EXERCISE GOAL: Turn the data below into a JSON list of strings, with one string for each line and no blank lines.
## START ENTRIES PROVIDED
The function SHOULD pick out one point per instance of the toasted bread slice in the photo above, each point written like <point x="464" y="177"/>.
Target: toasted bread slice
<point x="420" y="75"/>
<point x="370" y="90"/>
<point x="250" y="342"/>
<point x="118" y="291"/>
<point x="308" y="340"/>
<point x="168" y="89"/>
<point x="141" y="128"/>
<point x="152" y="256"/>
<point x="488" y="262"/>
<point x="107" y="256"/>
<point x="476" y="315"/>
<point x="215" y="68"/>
## END ENTRIES PROVIDED
RESULT FOR THIS TASK:
[
  "The function SHOULD pick out one point per instance of the toasted bread slice in the photo above, each point written like <point x=\"464\" y=\"177\"/>.",
  "Target: toasted bread slice",
  "<point x=\"420\" y=\"75\"/>",
  "<point x=\"370\" y=\"90\"/>",
  "<point x=\"250\" y=\"342\"/>",
  "<point x=\"118\" y=\"291\"/>",
  "<point x=\"308\" y=\"340\"/>",
  "<point x=\"168\" y=\"89\"/>",
  "<point x=\"141\" y=\"128\"/>",
  "<point x=\"152\" y=\"256\"/>",
  "<point x=\"488\" y=\"262\"/>",
  "<point x=\"107\" y=\"256\"/>",
  "<point x=\"476\" y=\"315\"/>",
  "<point x=\"215\" y=\"68\"/>"
]